What to produce> Copy all records verbatim.

Exercise materials>
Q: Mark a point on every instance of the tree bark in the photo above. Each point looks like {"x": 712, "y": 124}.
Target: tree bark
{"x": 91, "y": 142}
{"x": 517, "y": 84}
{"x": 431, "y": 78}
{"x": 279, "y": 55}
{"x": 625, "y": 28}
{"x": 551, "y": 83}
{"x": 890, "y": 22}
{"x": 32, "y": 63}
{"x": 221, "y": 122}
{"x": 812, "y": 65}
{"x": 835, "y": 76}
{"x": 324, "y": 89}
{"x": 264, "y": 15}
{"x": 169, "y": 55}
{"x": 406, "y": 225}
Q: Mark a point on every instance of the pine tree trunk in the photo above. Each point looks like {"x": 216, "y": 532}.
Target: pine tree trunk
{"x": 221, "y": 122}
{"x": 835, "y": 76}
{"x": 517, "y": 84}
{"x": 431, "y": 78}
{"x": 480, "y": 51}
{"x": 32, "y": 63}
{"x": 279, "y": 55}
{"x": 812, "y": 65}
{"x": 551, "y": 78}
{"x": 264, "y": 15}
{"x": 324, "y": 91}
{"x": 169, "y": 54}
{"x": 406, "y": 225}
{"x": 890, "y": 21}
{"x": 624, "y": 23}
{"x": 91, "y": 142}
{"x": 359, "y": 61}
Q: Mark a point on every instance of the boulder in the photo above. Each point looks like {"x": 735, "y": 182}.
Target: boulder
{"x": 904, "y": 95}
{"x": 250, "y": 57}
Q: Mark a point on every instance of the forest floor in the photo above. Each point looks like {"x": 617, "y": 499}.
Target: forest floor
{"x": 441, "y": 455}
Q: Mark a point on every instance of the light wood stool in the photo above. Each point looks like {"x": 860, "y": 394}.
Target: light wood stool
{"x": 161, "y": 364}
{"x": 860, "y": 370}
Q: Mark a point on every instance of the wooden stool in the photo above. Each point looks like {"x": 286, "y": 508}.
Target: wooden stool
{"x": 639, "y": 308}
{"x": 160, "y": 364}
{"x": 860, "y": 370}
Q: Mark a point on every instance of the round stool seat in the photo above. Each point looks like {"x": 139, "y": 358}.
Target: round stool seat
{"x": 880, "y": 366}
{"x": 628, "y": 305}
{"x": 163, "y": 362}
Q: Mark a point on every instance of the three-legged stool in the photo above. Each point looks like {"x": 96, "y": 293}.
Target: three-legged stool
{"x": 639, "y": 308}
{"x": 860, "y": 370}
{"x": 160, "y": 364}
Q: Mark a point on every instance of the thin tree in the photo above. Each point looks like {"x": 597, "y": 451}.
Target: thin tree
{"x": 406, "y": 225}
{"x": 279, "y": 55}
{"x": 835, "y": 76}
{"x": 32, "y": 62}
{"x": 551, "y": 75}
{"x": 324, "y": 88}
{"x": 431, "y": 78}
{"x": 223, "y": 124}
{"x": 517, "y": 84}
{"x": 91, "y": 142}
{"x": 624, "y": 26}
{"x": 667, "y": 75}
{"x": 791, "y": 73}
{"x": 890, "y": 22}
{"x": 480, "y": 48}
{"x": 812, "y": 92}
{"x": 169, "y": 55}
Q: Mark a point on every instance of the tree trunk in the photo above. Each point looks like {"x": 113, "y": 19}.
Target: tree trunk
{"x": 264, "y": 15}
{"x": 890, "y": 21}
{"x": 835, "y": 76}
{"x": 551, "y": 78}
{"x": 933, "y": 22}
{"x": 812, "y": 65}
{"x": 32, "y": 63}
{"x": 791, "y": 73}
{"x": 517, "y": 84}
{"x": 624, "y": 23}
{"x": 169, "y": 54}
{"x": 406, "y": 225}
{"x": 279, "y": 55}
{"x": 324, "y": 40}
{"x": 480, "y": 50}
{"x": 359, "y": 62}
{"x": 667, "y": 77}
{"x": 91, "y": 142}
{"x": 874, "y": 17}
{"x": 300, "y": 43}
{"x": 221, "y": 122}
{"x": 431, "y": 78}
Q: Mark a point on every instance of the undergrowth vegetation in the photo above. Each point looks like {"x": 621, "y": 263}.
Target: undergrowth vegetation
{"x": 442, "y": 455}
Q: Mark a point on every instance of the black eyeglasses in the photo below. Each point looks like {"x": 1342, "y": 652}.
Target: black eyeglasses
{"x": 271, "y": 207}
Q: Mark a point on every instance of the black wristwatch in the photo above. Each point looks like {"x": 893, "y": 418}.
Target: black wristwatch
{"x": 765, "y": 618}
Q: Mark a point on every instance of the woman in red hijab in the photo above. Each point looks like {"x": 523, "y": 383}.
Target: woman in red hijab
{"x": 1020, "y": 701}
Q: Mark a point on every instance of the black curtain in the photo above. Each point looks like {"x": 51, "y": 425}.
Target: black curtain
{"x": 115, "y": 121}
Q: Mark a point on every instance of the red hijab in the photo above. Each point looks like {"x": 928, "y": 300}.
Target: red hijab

Response area>
Q: Mark a point on every instance of the tree bark in the photo above. Each point looks like {"x": 712, "y": 124}.
Target: tree bark
{"x": 91, "y": 142}
{"x": 517, "y": 84}
{"x": 431, "y": 78}
{"x": 279, "y": 55}
{"x": 625, "y": 28}
{"x": 551, "y": 83}
{"x": 890, "y": 22}
{"x": 32, "y": 63}
{"x": 221, "y": 122}
{"x": 812, "y": 65}
{"x": 835, "y": 76}
{"x": 324, "y": 89}
{"x": 264, "y": 15}
{"x": 169, "y": 55}
{"x": 406, "y": 225}
Q: Mark a point on every instance of the pine tree trunk in the photo above. Each point looks like {"x": 216, "y": 532}.
Target: pine tree trunk
{"x": 221, "y": 122}
{"x": 835, "y": 76}
{"x": 517, "y": 84}
{"x": 431, "y": 78}
{"x": 480, "y": 51}
{"x": 32, "y": 63}
{"x": 279, "y": 55}
{"x": 812, "y": 65}
{"x": 551, "y": 78}
{"x": 264, "y": 15}
{"x": 324, "y": 91}
{"x": 169, "y": 54}
{"x": 406, "y": 225}
{"x": 890, "y": 21}
{"x": 624, "y": 23}
{"x": 91, "y": 142}
{"x": 359, "y": 61}
Q: Mark a point on every instance of the boulder in the photo above. Each point looks like {"x": 735, "y": 182}.
Target: boulder
{"x": 904, "y": 95}
{"x": 250, "y": 57}
Q: Mark a point on every instance of the forest floor in the photo above. Each point looks like {"x": 617, "y": 499}.
Target: forest floor
{"x": 441, "y": 455}
Q: Mark a point on every instance of the light wood stool in the photo above. Each point looks like {"x": 860, "y": 394}.
Target: light wood stool
{"x": 161, "y": 364}
{"x": 860, "y": 370}
Q: Mark a point on every instance of the wooden stool in the photo above. Each point looks like {"x": 286, "y": 508}.
Target: wooden stool
{"x": 639, "y": 308}
{"x": 160, "y": 364}
{"x": 860, "y": 370}
Q: Mark a point on every instance of the round stool seat in the photo above. Each point looks like {"x": 139, "y": 358}.
Target: round stool seat
{"x": 880, "y": 366}
{"x": 628, "y": 305}
{"x": 163, "y": 362}
Q: Mark a point on every instance of the three-legged stool in the photo above. Each point looks like {"x": 96, "y": 293}.
Target: three-legged stool
{"x": 639, "y": 308}
{"x": 860, "y": 370}
{"x": 160, "y": 364}
Q: Mark a point on every instance of the thin tree in the photo above. Each point looks like {"x": 597, "y": 451}.
Target: thin tree
{"x": 406, "y": 225}
{"x": 279, "y": 55}
{"x": 835, "y": 76}
{"x": 32, "y": 62}
{"x": 551, "y": 75}
{"x": 324, "y": 88}
{"x": 431, "y": 78}
{"x": 223, "y": 124}
{"x": 517, "y": 84}
{"x": 91, "y": 142}
{"x": 624, "y": 26}
{"x": 667, "y": 75}
{"x": 791, "y": 73}
{"x": 890, "y": 22}
{"x": 480, "y": 48}
{"x": 812, "y": 92}
{"x": 169, "y": 55}
Q: Mark a point on every instance of the tree trunk in the photo above. Each point looks like {"x": 113, "y": 19}.
Target: tree trunk
{"x": 264, "y": 15}
{"x": 890, "y": 21}
{"x": 835, "y": 76}
{"x": 551, "y": 78}
{"x": 933, "y": 22}
{"x": 812, "y": 65}
{"x": 32, "y": 63}
{"x": 791, "y": 73}
{"x": 517, "y": 84}
{"x": 624, "y": 23}
{"x": 169, "y": 54}
{"x": 406, "y": 225}
{"x": 279, "y": 55}
{"x": 324, "y": 40}
{"x": 480, "y": 50}
{"x": 359, "y": 62}
{"x": 667, "y": 77}
{"x": 91, "y": 142}
{"x": 874, "y": 17}
{"x": 300, "y": 43}
{"x": 221, "y": 122}
{"x": 431, "y": 78}
Q: Mark a point on every instance of the undergrowth vegetation in the photo above. Each point looks like {"x": 621, "y": 263}.
Target: undergrowth vegetation
{"x": 442, "y": 455}
Q: Mark a point on every instance of the black eyeglasses in the photo below. Each point looks like {"x": 1342, "y": 652}.
Target: black eyeglasses
{"x": 271, "y": 207}
Q: Mark a point on every instance of the black wristwatch in the photo above. Each point looks like {"x": 893, "y": 418}.
Target: black wristwatch
{"x": 765, "y": 618}
Q: Mark a point on every instance of the woman in red hijab in the photo above. Each point looks like {"x": 523, "y": 383}.
Target: woman in red hijab
{"x": 1020, "y": 701}
Q: Mark a point on every instance of the black curtain in the photo above. Each point looks like {"x": 51, "y": 425}.
Target: black curtain
{"x": 115, "y": 121}
Q: Mark a point on every instance of the red hijab in the photo above. Each point looks like {"x": 928, "y": 300}.
Target: red hijab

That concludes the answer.